● EXERCISE REQUIREMENTS
Please read the abstract on kink sites in crystal growth and answer this: for edges with intermolecular interaction strengths less than what value do the multi-site model probabilities diverge from the single-site model?

● READING TEXT

==============================

Lovette, M. A. - Presenter, University of California at Santa Barbara
Doherty, M. F. - Presenter, University of California at Santa Barbara


Kink sites play a critical role
in crystal growth. The incorporation of a growth unit into a kink site: (1)
maintains the total surface energy of the edge constant and (2) creates another
site with the same properties. [1] These properties allow growth through
successive incorporation events to proceed in a self-sustaining manner. Traditionally
the distributions of kink sites have been determined using single-site model;
whereby, the probabilities of encountering a kink site adjacent to an edge and
encountering a disturbance within an edge are assumed equivalent. [2] However,
this assumption breaks down for edges where more roughly one out of every five
sites (or more) is a disturbance.

In this presentation, we demonstrate
a set of multi-site models that accurately determine the probabilities of
encountering kink sites; with the requirement that they obey both properties
necessary for growth through self-sustaining incorporation events. The
probabilities determined using the multi-site models diverge from the classic
single-site model for edges with intermolecular interaction strengths less than
~6 kbT between successive molecules. The
probability of encountering a kink site adjacent to an edge using the
multi-site model and the probability of encountering a disturbance along edges
on the (111) face of an FCC crystal is shown in Figure 1.

==============================

● INFORMATION PROVIDED
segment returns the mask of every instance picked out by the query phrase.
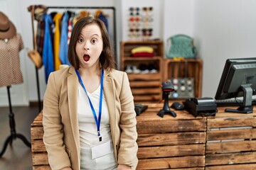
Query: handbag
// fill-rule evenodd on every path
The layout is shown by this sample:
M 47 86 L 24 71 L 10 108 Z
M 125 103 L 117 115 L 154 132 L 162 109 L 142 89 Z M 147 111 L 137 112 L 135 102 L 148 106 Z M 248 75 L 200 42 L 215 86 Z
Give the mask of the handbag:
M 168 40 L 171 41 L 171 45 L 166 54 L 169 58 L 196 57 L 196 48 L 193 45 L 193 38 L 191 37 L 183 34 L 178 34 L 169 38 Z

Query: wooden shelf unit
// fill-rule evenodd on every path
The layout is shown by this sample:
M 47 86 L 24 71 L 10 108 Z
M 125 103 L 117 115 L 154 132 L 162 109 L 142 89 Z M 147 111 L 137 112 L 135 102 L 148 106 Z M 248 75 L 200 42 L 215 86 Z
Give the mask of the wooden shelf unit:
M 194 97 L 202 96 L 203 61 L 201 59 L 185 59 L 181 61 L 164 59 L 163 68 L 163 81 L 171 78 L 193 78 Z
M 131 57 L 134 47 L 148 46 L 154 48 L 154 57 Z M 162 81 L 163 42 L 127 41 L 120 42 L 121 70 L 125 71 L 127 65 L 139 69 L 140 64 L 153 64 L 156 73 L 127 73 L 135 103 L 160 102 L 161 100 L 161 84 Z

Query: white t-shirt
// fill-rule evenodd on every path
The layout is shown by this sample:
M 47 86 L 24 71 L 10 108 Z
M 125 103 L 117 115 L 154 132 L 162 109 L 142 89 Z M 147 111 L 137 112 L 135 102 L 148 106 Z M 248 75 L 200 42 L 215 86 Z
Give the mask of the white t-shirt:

==============================

● RESULT OF THIS EXERCISE
About 6 kbT between successive molecules.